Problem details | Can you give the data below as a two-column CSV with the headers "instruction" and "response", one row per instruction? Put the instruction text and its answer each in a single quoted field, with any line breaks turned into spaces.

[Object location annotation data]

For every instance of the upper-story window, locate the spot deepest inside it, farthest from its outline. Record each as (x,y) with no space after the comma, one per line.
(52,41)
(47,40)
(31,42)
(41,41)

Task output |
instruction,response
"For every instance of the upper-story window, locate the spot deepest inside it, farthest from its outline. Record each as (x,y) with no space after the comma, one per line.","(52,41) (47,40) (31,42) (41,41)"